• [OBJECTIVE]: Transcribe only the part of the listing below that begins at the line containing "mark: the soccer cleat" and runs to its final line, keeping both ends.

• [LISTED ENTRIES]:
---
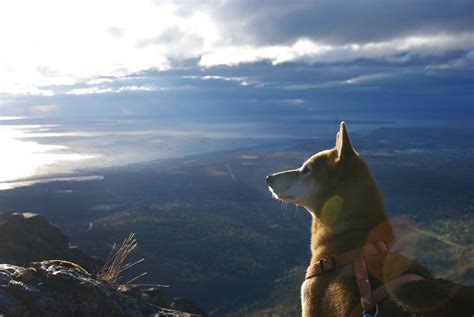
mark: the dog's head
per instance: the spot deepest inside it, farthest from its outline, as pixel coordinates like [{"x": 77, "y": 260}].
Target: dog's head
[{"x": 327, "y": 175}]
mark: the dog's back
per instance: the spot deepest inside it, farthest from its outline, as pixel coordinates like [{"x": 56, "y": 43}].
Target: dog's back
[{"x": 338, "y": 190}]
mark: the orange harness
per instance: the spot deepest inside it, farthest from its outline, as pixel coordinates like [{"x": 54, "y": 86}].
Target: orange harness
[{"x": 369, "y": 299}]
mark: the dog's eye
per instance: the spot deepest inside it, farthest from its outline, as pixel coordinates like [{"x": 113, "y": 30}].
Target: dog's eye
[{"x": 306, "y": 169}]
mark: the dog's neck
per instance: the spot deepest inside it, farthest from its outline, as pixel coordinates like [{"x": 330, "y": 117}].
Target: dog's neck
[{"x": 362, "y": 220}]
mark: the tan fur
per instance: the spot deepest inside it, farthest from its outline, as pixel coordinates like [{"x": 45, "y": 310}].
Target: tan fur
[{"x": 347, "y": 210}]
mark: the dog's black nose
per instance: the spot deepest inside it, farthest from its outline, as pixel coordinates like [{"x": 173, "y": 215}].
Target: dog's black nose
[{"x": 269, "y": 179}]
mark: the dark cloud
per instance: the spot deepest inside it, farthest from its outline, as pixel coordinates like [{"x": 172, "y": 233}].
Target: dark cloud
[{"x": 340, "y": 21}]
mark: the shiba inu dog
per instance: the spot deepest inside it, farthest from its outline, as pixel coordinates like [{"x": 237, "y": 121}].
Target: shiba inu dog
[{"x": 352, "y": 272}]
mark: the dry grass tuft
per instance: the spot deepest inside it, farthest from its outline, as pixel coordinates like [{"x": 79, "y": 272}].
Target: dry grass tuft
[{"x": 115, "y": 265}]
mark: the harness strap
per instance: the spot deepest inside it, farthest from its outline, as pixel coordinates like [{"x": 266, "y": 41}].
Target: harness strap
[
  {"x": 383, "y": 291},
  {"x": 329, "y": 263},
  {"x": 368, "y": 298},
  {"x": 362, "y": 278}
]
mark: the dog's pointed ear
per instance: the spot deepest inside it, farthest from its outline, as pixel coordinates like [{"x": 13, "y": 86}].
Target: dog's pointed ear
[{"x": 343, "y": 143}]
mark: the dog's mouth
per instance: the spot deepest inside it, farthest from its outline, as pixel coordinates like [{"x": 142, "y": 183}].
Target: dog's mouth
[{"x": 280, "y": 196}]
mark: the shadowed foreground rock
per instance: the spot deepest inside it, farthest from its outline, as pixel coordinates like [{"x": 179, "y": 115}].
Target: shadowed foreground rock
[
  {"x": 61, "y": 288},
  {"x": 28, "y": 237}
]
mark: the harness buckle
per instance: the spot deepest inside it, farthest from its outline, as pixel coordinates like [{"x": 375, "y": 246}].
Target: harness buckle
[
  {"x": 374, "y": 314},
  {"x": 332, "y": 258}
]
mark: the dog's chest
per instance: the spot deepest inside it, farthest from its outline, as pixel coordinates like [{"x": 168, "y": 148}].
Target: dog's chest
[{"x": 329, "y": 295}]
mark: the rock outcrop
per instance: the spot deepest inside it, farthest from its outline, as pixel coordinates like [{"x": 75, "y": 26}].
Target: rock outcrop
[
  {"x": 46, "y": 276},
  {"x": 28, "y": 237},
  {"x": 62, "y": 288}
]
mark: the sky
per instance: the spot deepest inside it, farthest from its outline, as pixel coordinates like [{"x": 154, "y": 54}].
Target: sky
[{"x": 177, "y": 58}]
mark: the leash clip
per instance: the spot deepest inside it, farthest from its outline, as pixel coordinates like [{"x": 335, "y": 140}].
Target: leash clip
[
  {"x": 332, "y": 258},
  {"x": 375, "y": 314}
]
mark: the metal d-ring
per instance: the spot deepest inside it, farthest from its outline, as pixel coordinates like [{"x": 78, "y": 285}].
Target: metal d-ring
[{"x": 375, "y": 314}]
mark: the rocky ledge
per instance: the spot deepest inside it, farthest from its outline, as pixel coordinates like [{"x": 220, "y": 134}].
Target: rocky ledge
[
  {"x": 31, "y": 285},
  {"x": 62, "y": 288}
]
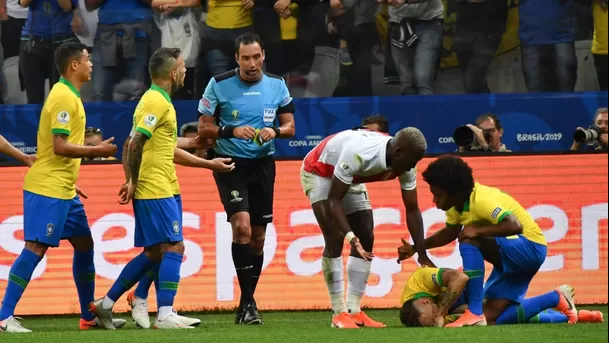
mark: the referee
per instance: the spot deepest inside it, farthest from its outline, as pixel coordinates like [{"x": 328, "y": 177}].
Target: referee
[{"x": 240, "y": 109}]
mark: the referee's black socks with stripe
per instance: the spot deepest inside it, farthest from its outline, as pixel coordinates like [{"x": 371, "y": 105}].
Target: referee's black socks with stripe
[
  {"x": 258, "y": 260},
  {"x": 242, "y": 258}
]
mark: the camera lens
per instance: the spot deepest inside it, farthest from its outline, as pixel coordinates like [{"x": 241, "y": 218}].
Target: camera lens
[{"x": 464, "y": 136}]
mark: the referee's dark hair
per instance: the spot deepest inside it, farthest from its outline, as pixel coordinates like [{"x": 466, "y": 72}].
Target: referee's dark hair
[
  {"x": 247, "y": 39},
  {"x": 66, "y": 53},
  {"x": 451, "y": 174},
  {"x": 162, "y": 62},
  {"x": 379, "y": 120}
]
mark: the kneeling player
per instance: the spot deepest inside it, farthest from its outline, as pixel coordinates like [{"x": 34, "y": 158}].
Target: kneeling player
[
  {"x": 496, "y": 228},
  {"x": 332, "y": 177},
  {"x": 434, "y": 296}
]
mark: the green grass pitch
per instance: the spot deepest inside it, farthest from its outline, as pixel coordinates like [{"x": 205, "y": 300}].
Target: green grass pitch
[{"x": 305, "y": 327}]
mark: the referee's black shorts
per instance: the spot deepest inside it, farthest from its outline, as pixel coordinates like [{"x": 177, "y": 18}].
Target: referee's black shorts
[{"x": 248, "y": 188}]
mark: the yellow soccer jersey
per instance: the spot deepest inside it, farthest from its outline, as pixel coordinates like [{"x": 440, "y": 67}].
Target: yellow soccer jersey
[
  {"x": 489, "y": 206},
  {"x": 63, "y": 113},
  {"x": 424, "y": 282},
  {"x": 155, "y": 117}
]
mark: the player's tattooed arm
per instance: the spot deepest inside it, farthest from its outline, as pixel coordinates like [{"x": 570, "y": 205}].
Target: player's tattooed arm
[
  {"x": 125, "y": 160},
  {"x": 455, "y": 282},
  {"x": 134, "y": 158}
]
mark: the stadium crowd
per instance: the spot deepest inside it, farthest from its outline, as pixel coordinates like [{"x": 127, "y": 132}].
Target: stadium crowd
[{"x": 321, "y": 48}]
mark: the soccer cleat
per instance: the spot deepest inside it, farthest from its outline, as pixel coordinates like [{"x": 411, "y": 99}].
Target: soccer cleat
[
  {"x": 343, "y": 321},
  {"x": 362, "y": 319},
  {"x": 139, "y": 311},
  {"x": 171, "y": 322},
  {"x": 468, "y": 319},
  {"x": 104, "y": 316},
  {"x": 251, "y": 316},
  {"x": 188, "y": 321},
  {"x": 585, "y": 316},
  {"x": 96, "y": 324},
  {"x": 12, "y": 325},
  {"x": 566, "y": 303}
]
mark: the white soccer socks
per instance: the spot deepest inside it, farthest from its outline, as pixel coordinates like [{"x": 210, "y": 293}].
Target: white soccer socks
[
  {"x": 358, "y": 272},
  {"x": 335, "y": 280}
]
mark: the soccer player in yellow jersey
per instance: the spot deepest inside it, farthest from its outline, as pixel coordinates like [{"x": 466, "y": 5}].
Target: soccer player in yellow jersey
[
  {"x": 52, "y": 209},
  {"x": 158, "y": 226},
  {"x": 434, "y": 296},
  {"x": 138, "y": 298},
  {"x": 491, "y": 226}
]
---
• [ANSWER TO THIS TASK]:
mark: the soccer cleat
per instance: the spot deepest inside it, farthest from its outline, as pixel coordinates like [{"x": 411, "y": 99}].
Target: soccer cleat
[
  {"x": 343, "y": 321},
  {"x": 362, "y": 319},
  {"x": 139, "y": 311},
  {"x": 171, "y": 322},
  {"x": 468, "y": 319},
  {"x": 104, "y": 316},
  {"x": 251, "y": 316},
  {"x": 188, "y": 321},
  {"x": 585, "y": 316},
  {"x": 96, "y": 324},
  {"x": 12, "y": 325},
  {"x": 566, "y": 303}
]
mark: the white soccer socks
per instance: the spot deepest inside it, farthest from its outline, as pixel coordinates like [{"x": 210, "y": 293}].
Target: white soccer socks
[
  {"x": 358, "y": 272},
  {"x": 335, "y": 280}
]
mark: the soccer player in yellow jersey
per instance: the spot deepest inside it, farthest from its outline, as pixel coordinates like [{"x": 466, "y": 5}].
Target: soccer player in yellow jersey
[
  {"x": 52, "y": 209},
  {"x": 158, "y": 226},
  {"x": 434, "y": 296},
  {"x": 138, "y": 298},
  {"x": 491, "y": 226}
]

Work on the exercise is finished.